__WHAT TO PRODUCE__: Would you return each entry exactly as written, omitting any pictures?

[Natural language region descriptions]
-- Opening Marker --

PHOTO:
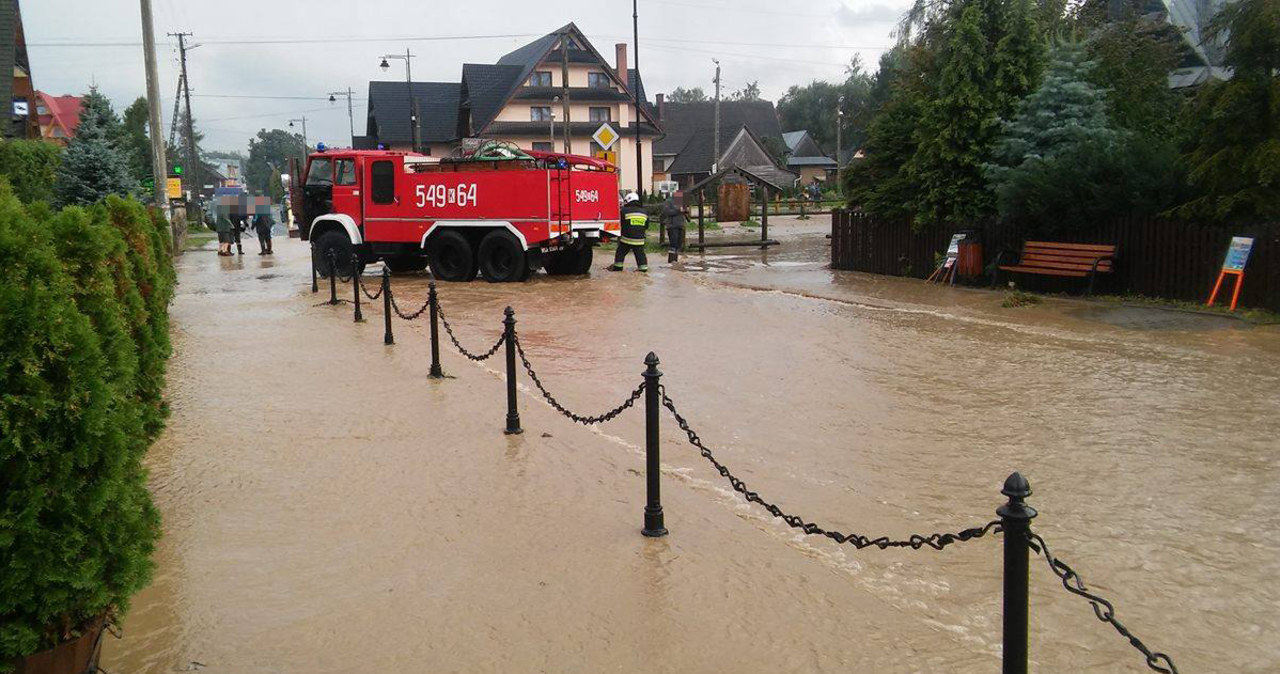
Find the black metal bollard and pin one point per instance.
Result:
(1015, 518)
(653, 522)
(333, 278)
(435, 333)
(355, 288)
(387, 306)
(512, 413)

-- Closing Marker --

__REPLY TO THE TASK__:
PHOTO:
Find the black metal bollard and pin one point per instance.
Result:
(1015, 518)
(653, 522)
(333, 278)
(435, 333)
(355, 288)
(387, 306)
(512, 413)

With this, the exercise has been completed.